What this exercise asks >>
A) In the passage on the Oregon Agricultural Experiment Station, where did the first branch station open?
B) Using the passage on the Oregon Agricultural Experiment Station, mark each statement yes or no and quote the words that decide it: (i) The station has 11 branch stations. (ii) The Red Barn in Union was built in 1901. (iii) Edgar Grimm was the station's first director.
C) Carry the passage on the Oregon Agricultural Experiment Station forward from its final sentence.

Given passage >>

#####

Oregon Agricultural Experiment Station (OAES)
is affiliated with Oregon State University and  coordinates research at experiment stations in Oregon. It receives state funding and funding from contracts for its work. It has 11 branch stations. It was established in 1887 after passage of the Hatch Act of 1887 and began at Oregon Agricultural College in 1888. It publishes a station bulletin. It also produced films and public service announcements. Rural homemaking practices were studied when female researchers were added to the organization. Publication topics have included studies on soils, pests, and crops.

Edgar Grimm was the first director.

The first branch station opened in Union, Oregon in 1901. The historic Red Barn was built in 1914 at the experiment station in Union, Oregon.

Deinococcus radiodurans was discovered at the experiment station in Corvallis.

#####

Provided material >>
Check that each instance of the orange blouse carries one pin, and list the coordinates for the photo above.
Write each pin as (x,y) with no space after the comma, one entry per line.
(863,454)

#####

Replies >>
A) Union, Oregon, in 1901.

B)
(i) Yes: "It has 11 branch stations."
(ii) No: "The historic Red Barn was built in 1914 at the experiment station in Union, Oregon."
(iii) Yes: "Edgar Grimm was the first director."

C)
Branch experiment stations
Eastern Oregon Agricultural Research Center in Union 
Malheur Agricultural Experiment Station in Malheur
Southern Oregon Experiment Station
Hermiston Agricultural Research and Extension Center in Hermiston 
North Willamette Research & Extension Center in Aurora
Mid-Columbia Agricultural Research & Extension Center in Hood River
Columbia Basin Agricultural Research Center (CBARC) in Pendleton
Ontario
Southern Oregon Agricultural Experiment Station in Medford
 Eastern Oregon Agricultural Research Center in Burns
 Madras
Klamath Basin Research and Extension Center in Klamath Falls
Coastal Oregon Marine Experiment Station in Astoria
Portland, Food Innovation Center

Former
John Jacob Astor Experiment Station (closed 1972)
Harney Branch Station, (closed 1954)
Pendleton Experiment Station and Sherman Experiment Station  (merged to form CBARC)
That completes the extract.